▶ _QUOTED PASSAGE_:
[Start of section]

It turns out the fellow musicians felt the same desire for connectedness, especially during this pandemic. Zack has opened up areas of the Open Mic schedule to accommodate diverse sets of performances for his audience.  “We have a Children’s Hour, and some people asked to do DJ sets at late night on the weekends, we have Poetry.  We also had a tee shirt design contest.  All the while it has been a ton of work with sign ups, helping people, and schedules.  We field technical questions as well. People have wanted to start donating and now we have charities too. We are flying by the seat of our pants as stuff comes up.”

During this time of isolation, the Berks County Quarantine Open Mic has fostered connections in the music community both locally and beyond.  “The page is a platform for getting people’s music out there, and it could help boost them in the future.  The value is really about the connections.” Zack has a real desire to see the original music scene flourish here in Berks County, and this is his goal for the future once things loosen up.  You can follow Zack DeSantis on Facebook or on Instagram, and be sure to check out Berks County Quarantine Open Mic and make the connection!

Dave Kline, Entertainer

If you’ve lived in Berks County for most of your life, you were sure to have been “entertained” at some point, by this high energy, and multi talented man!  A true force of nature, Dave Kline has collaborated and performed with countless bands and musicians locally and around the world, and he can also keep an audience alive and on its feet, all by himself!

Prior to the pandemic, Dave and his family were hit with two major setbacks; a lifetime career lost with the sale of the Reading Eagle, and a fire which devastated his family home right before Christmas. The community response and support for Dave and his wife Kathy after the fire was overwhelming, and a testament to his fierce involvement and dedication to countless projects and events here in Berks County.

Although a lot of his stage attire, and instruments were lost in the fire, Dave found a way to keep all of his previously booked performances during that time period surrounding the fire.   As the calendar flipped to a brand new year, Dave was gearing up. “We had a fire at the house which was quite the disruption, then the entire spring calendar was booked up touring as front man with the Alex Meixner Band. We were booked for California, Texas, Louisianna, Ohio, Florida, New York, New Jersey, and Pennsylvania.  Simultaneously, Dave Kline and the Mountainfolk Band were booked to play in Westport, Ireland at the Westport Bluegrass Festival. I was also booked from April thru October playing with the band or someone else.  In early March, that all came to a crashing halt…It was devastating artistically, as well as financially devastating.”

[End of section]

▶ _ENTRIES PROVIDED_:
[Start of section]

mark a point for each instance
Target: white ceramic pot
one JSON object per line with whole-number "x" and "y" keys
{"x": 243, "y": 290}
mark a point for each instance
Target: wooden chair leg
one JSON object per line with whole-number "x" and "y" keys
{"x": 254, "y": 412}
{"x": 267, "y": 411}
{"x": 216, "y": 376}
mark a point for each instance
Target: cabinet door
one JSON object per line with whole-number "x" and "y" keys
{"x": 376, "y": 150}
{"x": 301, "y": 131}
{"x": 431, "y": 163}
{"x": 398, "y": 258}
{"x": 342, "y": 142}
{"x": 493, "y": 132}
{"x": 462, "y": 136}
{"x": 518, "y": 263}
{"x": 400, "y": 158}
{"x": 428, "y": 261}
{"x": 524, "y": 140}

[End of section]

▶ _PROBLEMS TO SOLVE_:
A. Copy part of the Berks County musicians article word for word, starting at the words "If you’ve lived" and ending after "all by himself!".
B. According to the Berks County musicians article, where were Dave Kline and the Mountainfolk Band booked to play?
C. Continue the Berks County musicians article from its last sentence.

▶ _TASK ANSWERS_:
A.
If you’ve lived in Berks County for most of your life, you were sure to have been “entertained” at some point, by this high energy, and multi talented man!  A true force of nature, Dave Kline has collaborated and performed with countless bands and musicians locally and around the world, and he can also keep an audience alive and on its feet, all by himself!

B. At the Westport Bluegrass Festival in Westport, Ireland.

C.
Not easily defeated, Dave responded, “I switched gears again, I refer to a quote I once heard,  “It’s the tree that can bend in the storm, is the one that survives in the storm”…I flex.  Now I am back to a wonderful place where I’m writing a whole lot of music, I can take all of the time to create live streams, Ukelele Theatre, and Busker Incognito.  I’ve come to the realization, when we had the fire, I never experienced anything in my life like the support and kindness from everyone.  I thought to myself, how can I pay this back?  Me trying to help everyone is part of my payback by creating characters and sing alongs.” 

Dave’s daily posts and sing alongs provide an uplifting escape from the darkness of the pandemic during this quarantine.  The silver lining during this down time has afforded him more time to create music.  “The fortunate thing is that I have been spending time writing music, and writing music and collaborating with other musicians.  I have been recording music, and there are two cds in the works, church music, spiritual music, and uplifting stuff.” His thoughts on returning to normal “I love life and I have a 6th sense which allows me to connect with my audience.  Being out is important to my mental and spiritual well being, but right now I’m doing this through social media platforms…big concerts will be a totally different experience….This too shall pass.”


BCTV and Berks Weekly are working together to bring you the stories of our community during the COVID-19 pandemic. This media partnership is made possible in part by the support of Berks County Community Foundation.